# Work to complete
Line by line, copy the listing below exactly.

·····

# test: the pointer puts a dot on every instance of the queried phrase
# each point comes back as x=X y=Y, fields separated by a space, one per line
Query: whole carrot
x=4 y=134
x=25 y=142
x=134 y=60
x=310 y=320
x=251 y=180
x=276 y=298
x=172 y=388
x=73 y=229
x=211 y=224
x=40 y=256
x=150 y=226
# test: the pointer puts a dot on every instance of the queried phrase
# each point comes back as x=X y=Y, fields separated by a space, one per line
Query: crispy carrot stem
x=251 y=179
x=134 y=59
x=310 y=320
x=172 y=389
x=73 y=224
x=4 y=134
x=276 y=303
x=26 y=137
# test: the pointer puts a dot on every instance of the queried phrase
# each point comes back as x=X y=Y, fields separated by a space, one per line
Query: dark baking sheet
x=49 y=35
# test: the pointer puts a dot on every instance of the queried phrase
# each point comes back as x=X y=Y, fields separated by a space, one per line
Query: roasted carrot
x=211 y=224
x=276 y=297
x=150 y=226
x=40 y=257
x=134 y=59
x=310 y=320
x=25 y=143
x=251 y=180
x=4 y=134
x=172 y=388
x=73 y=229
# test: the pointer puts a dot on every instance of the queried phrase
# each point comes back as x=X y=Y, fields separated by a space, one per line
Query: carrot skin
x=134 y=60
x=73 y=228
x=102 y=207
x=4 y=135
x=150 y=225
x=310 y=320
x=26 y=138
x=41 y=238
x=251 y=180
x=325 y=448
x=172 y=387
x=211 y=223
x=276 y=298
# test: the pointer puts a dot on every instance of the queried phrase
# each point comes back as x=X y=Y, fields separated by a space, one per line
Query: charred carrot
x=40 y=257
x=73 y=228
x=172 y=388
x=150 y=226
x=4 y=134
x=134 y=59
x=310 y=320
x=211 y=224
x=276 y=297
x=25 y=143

·····

# Problem solution
# test: the pointer puts a dot on every instance of the queried phrase
# each point comes back as x=X y=Y, fields separated by a space, one per line
Query: whole carrot
x=4 y=134
x=25 y=142
x=134 y=60
x=310 y=320
x=251 y=180
x=276 y=298
x=172 y=388
x=73 y=229
x=211 y=224
x=40 y=256
x=150 y=226
# test: the pointer puts a dot on every instance of the queried phrase
# each point comes back as x=X y=Y, fields separated by a space, one per line
Query: crispy carrot stem
x=251 y=179
x=134 y=59
x=310 y=320
x=172 y=389
x=73 y=224
x=4 y=134
x=276 y=303
x=26 y=137
# test: the pointer puts a dot on every instance of the queried phrase
# each point comes back as x=X y=Y, fields separated by a space, one per line
Query: dark baking sheet
x=49 y=35
# test: the pointer puts a dot on every instance of the queried phrase
# each point comes back as x=X y=Y, fields separated by a space, one per line
Query: roasted carrot
x=211 y=224
x=276 y=297
x=150 y=226
x=40 y=257
x=134 y=59
x=310 y=320
x=25 y=143
x=251 y=180
x=4 y=134
x=172 y=388
x=73 y=229
# test: the pointer puts a dot on every instance of the queried phrase
# each point comes back as x=X y=Y, fields separated by a space, one per line
Query: carrot skin
x=134 y=60
x=73 y=228
x=102 y=207
x=4 y=135
x=150 y=225
x=310 y=320
x=26 y=138
x=41 y=238
x=251 y=180
x=325 y=448
x=172 y=387
x=211 y=223
x=276 y=298
# test: the pointer puts a dot on every instance of the queried phrase
# each point comes back as x=X y=Y, fields separated by a space, one per line
Query: charred carrot
x=40 y=257
x=73 y=228
x=172 y=388
x=150 y=226
x=4 y=134
x=134 y=59
x=310 y=320
x=211 y=224
x=276 y=297
x=25 y=143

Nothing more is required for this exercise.